BEGIN Dataset content
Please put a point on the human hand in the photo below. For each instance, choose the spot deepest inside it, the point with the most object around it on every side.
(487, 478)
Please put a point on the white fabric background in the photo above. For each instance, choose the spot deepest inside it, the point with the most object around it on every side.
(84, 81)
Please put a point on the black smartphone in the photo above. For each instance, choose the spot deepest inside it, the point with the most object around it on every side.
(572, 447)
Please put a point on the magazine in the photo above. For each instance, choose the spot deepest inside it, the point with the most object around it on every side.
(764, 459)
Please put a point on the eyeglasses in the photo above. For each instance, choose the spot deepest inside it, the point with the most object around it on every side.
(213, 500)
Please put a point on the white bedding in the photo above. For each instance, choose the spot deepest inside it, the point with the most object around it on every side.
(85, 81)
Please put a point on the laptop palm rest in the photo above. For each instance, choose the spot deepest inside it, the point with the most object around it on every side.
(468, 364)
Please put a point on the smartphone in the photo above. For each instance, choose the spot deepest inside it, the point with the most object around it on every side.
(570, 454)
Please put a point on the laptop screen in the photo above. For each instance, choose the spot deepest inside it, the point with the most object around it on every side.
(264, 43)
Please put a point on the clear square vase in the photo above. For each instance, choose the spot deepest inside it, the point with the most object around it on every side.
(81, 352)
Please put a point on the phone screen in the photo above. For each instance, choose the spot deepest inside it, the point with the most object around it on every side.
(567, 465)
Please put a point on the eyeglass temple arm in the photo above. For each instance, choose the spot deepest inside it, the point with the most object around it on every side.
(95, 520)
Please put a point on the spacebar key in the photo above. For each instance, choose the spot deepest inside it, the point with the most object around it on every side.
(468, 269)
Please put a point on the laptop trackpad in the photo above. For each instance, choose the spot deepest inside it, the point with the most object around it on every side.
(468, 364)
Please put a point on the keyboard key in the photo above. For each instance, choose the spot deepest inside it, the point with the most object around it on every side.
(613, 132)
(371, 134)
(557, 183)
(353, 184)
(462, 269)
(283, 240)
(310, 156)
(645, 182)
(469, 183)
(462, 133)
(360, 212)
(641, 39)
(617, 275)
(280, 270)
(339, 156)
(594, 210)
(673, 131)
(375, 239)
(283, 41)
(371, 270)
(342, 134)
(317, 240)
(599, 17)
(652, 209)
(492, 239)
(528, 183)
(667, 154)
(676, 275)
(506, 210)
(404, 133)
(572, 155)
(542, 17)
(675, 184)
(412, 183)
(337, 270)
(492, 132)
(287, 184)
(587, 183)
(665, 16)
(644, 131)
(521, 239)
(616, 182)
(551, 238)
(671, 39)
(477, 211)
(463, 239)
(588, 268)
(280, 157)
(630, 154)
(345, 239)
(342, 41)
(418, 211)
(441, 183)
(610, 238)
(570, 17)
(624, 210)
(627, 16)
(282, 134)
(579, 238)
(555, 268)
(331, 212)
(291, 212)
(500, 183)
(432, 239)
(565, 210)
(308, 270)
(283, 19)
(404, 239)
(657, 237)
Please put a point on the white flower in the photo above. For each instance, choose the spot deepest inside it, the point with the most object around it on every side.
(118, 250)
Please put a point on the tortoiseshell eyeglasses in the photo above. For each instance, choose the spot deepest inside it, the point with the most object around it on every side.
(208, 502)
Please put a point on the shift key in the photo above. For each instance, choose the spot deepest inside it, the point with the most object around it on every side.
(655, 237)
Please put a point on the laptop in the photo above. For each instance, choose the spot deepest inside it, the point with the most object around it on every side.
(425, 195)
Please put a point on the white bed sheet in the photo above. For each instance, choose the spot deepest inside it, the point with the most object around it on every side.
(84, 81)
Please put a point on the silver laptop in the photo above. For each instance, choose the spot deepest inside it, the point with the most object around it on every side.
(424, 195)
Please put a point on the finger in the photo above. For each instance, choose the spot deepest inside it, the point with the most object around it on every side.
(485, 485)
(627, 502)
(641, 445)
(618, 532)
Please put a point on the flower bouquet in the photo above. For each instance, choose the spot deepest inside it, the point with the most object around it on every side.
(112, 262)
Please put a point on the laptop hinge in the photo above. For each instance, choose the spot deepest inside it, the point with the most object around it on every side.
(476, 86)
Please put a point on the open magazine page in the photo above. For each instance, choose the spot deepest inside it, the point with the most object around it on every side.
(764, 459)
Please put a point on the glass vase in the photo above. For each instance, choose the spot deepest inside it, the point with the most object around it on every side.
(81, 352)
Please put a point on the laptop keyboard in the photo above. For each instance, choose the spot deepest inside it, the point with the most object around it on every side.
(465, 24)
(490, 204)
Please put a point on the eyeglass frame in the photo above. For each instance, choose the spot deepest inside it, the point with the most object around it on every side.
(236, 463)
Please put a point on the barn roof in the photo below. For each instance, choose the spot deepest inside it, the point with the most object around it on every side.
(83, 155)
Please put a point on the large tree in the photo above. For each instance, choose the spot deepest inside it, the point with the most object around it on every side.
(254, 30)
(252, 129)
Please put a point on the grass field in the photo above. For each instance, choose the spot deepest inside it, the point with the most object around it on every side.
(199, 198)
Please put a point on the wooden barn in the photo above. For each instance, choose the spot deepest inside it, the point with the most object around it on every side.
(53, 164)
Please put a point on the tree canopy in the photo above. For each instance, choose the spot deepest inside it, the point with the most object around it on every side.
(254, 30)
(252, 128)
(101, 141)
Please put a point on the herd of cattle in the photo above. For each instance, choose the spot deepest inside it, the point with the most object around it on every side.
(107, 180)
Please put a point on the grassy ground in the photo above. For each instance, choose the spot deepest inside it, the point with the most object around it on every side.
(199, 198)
END Dataset content
▶ [What to produce]:
All of the data above needs to be given again exactly.

▶ [Your solution]:
Please put a point on the human hand in the photo below. For each instance, choose the spot deepest inside it, the point with the most object around it on every side.
(487, 478)
Please put a point on the white fabric background in the photo above. For each instance, choose the spot deepest inside it, the point with the most object around it on every side.
(84, 81)
Please put a point on the black smartphone in the photo above. For each instance, choose the spot deepest inside it, the point with the most object around it on every side.
(572, 447)
Please put a point on the magazine in the photo above. For each instance, choose the spot deepest inside it, the point with the most object around it on every side.
(764, 459)
Please put a point on the eyeglasses in the photo above. For each instance, choose the spot deepest inside it, the point with the most object around it on every side.
(213, 500)
Please put a point on the white bedding in the photo above. For each instance, choose the spot deepest inside it, the point with the most object around it on every side.
(85, 81)
Please put a point on the laptop palm rest in the photo above. For each instance, choose the spot deepest inside it, the point with the most object around it on every side.
(468, 364)
Please put a point on the smartphone in the photo above. For each instance, choose the spot deepest inside it, the point with the most object around it on every side.
(570, 454)
Please put a point on the laptop screen in the photo above. For each instance, choose the spot deepest inside it, the point with the most object around it on every side.
(264, 43)
Please put a point on the clear square vase in the photo above. For each instance, choose the spot deepest inside it, the point with the most object around it on every side.
(81, 352)
Please put a point on the phone screen in the photo above. For each instance, choose the spot deepest inside it, the point with the most object around it on every side.
(567, 465)
Please put a point on the eyeglass temple arm in the photo above. For each instance, choose the spot deepest inside it, the point with the most object around it on every side.
(95, 520)
Please put a point on the spacebar key in the photo above. For each instance, choose the spot deepest inside it, the point with the most object around it on every side.
(468, 269)
Please put a point on the laptop trackpad in the photo above. For each instance, choose the spot deepest inside it, the point with the most object around it on every side.
(468, 364)
Please put a point on the keyboard key in the photo above. For each instance, choose the spot deepest inside it, the point with the most object around it on every side.
(613, 132)
(371, 134)
(557, 183)
(353, 184)
(462, 269)
(283, 240)
(310, 156)
(645, 182)
(469, 183)
(462, 133)
(360, 212)
(641, 39)
(617, 275)
(280, 270)
(339, 156)
(594, 210)
(673, 131)
(375, 239)
(283, 41)
(371, 270)
(342, 134)
(317, 240)
(599, 17)
(652, 209)
(492, 239)
(528, 183)
(667, 154)
(676, 275)
(506, 210)
(404, 133)
(572, 155)
(542, 17)
(675, 184)
(412, 183)
(337, 270)
(492, 132)
(287, 184)
(587, 183)
(665, 16)
(644, 131)
(521, 239)
(616, 182)
(551, 238)
(671, 39)
(477, 211)
(463, 239)
(588, 268)
(280, 157)
(630, 154)
(345, 239)
(342, 41)
(418, 211)
(441, 183)
(610, 238)
(570, 17)
(624, 210)
(627, 16)
(282, 134)
(579, 238)
(555, 268)
(331, 212)
(291, 212)
(500, 183)
(432, 239)
(565, 210)
(308, 270)
(283, 19)
(404, 239)
(657, 237)
Please put a point on the white flower in the photo above. For each instance, choose the spot deepest inside it, the point with the most object around it on every side.
(118, 250)
Please put a point on the tortoiseshell eyeglasses in the photo above. For each instance, choose the spot deepest inside it, the point with the most object around it on every side.
(208, 502)
Please put a point on the shift key in the photo above. For each instance, choose the spot deepest inside it, the point with the most object around it on every side.
(655, 237)
Please put a point on the laptop in the photo above. For each instance, choose the spot deepest inside it, the point with the most object around it on every side.
(425, 195)
Please put a point on the white bed sheet in the photo above. For each instance, choose the spot deepest inside it, the point with the most object around it on every side.
(84, 81)
Please put a point on the silver laptop in the photo above. For each instance, choose the spot deepest inside it, the point with the most object around it on every side.
(424, 195)
Please put a point on the finger in the photo above. For each instance, choose the spot deepest inside it, the point with the most object around it on every side.
(485, 485)
(627, 502)
(641, 445)
(618, 532)
Please put a point on the flower bouquet in the photo above. For each instance, choose the spot deepest inside it, the point with the most object around it on every side.
(112, 262)
Please put a point on the laptop hinge in the photo above. For each instance, choose the spot deepest inside it, the point with the most object around it on every side.
(476, 86)
Please put a point on the open magazine page in the photo above. For each instance, choose the spot deepest inside it, the point with the most object around it on every side.
(764, 459)
Please put a point on the glass vase in the photo above. For each instance, choose the spot deepest inside it, the point with the most object around it on every side.
(81, 352)
Please put a point on the laptop keyboard in the photo above. For each instance, choose the spot deepest inside it, the point with the most object around it on every side.
(465, 24)
(490, 204)
Please put a point on the eyeglass frame in the photo above. For each instance, choose the spot deepest inside it, the point with the most object around it on every side.
(236, 463)
Please put a point on the barn roof in the photo below. For each instance, choose the spot deepest inside it, the point with the most object around it on every side.
(83, 155)
Please put a point on the large tree in the photo above. For each instance, choose the spot deepest inside it, the point with the most object around it on every side.
(254, 30)
(252, 129)
Please put a point on the grass field in the photo above. For each instance, choose the spot deepest inside it, the point with the most object around it on every side.
(199, 198)
Please put a point on the wooden barn in the photo above. For each instance, choose the spot deepest inside it, the point with the most object around it on every side.
(53, 164)
Please put a point on the tree canopy in the photo above. For each instance, choose the spot deepest inside it, the point with the most object around it on every side.
(254, 30)
(252, 128)
(101, 141)
Please put a point on the herd of cattle in the photo above. For each instance, choose the spot deepest inside it, the point with the most object around it on every side.
(107, 180)
Please put a point on the grassy ground in the photo above. For each instance, choose the spot deepest inside it, the point with the most object around it on every side.
(199, 198)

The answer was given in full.